**Questões de estudo**:
**a.** Traduza para o inglês esta frase do trecho: “Silvério Baranzano, presidente da Évora, defendeu uma reforma administrativa “abrangente e completa”.”
**b.** Segundo o trecho, que cargo Maurício Gardenal ocupa?

A guerra entre poderes incomoda os empreendedores. “Adoraria que Executivo, Legislativo e Judiciário falassem a mesma linguagem”, disse o diretor do grupo Santa Joana, Antonio Amaro. A diretora comercial da Berneck, Graça Berneck, também defendeu “maior sintonia entre poderes para assegurar que o país seja o centro das atenções”.

“Meu conselho é que os políticos cheguem a um acordo, façam as pazes e elaborem leis que façam o povo brasileiro sair da miséria”, afirmou o presidente do conselho de administração da Cyrela, Elie Horn. “Fica aqui meu pedido de maior harmonia entre poderes”, acrescentou o presidente da Afya, Virgilio Gibbon.

Maurício Gardenal, gerente de propaganda da rede Lojas Cem, acrescenta, ainda, a insegurança jurídica: “Leis não deveriam ser reinterpretadas ao sabor do momento. É preciso apressar reformas que reduzam burocracia e simplifiquem as legislações tributária e trabalhista”. Silvério Baranzano, presidente da Évora, defendeu uma reforma administrativa “abrangente e completa”. E para o presidente da Lorenzetti, Eduardo Coli, a reforma tributária “daria previsibilidade ao ambiente de negócios”.

Para empresas com atividade fora do Brasil, como a WEG, o país precisa de mais foco na inovação. “Medidas que estimulem sustentabilidade, inovação e exportação deveriam ser o eixo do desenvolvimento da nossa economia”, destacou o presidente, Harry Schmelzer Jr. E as que mais sofrem com a concorrência externa, como o setor têxtil, a “eliminação de travas burocráticas” ajudaria a alcançar a competitividade necessária para a abertura comercial, segundo o presidente do grupo Dass, Vilson Hermes.

**Excertos de dados**:

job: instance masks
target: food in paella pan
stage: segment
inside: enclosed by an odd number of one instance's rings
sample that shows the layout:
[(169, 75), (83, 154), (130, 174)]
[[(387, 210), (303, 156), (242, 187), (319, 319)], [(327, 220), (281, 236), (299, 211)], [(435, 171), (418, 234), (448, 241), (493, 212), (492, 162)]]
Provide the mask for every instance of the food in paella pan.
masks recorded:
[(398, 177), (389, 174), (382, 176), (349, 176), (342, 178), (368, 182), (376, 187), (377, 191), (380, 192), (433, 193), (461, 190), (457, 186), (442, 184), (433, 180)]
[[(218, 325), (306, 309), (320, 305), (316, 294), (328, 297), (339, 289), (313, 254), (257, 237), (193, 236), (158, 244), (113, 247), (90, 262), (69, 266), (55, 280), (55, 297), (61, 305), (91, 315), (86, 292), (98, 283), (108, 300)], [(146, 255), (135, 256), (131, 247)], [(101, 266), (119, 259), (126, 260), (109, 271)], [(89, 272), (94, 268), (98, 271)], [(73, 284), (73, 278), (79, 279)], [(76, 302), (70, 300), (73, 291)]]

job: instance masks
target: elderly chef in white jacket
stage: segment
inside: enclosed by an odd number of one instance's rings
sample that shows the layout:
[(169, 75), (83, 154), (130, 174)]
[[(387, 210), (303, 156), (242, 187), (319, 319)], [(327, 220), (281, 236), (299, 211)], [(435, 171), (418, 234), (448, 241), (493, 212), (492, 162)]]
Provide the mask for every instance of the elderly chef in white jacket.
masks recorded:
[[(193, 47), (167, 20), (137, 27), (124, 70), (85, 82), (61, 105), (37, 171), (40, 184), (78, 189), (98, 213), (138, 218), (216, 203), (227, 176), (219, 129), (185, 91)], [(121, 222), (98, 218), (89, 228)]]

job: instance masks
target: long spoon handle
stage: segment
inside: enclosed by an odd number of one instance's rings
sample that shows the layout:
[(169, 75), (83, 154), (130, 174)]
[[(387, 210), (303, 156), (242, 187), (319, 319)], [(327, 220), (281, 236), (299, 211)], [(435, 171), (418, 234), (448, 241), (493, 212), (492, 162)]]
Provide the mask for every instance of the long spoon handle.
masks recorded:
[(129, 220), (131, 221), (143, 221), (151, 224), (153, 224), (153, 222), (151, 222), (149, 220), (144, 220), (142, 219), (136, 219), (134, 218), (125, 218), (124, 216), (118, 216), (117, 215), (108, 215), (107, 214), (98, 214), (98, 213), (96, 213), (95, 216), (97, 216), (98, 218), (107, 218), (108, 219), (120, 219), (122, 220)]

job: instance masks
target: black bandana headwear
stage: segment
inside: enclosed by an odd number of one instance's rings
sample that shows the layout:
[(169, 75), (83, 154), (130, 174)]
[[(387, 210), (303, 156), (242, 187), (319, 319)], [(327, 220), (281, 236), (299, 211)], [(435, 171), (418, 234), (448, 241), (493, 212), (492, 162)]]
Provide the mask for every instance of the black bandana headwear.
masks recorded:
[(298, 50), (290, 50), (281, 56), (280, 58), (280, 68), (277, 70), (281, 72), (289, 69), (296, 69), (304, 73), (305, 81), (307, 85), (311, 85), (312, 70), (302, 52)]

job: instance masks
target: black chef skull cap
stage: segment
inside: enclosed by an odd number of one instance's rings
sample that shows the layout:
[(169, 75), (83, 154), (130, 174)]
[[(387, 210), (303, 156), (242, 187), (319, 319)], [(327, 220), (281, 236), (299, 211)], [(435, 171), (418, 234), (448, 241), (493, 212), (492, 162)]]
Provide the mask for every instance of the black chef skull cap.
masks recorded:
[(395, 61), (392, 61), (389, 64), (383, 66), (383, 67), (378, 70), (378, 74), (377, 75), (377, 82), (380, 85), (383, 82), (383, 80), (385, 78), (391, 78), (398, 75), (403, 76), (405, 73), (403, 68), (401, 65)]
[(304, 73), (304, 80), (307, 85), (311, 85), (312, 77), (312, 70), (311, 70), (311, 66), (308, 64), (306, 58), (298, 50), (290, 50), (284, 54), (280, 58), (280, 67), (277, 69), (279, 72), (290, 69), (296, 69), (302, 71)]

**Lista de respostas**:
**a.** Silvério Baranzano, president of Évora, advocated a "comprehensive and complete" administrative reform.

**b.** Gerente de propaganda da rede Lojas Cem.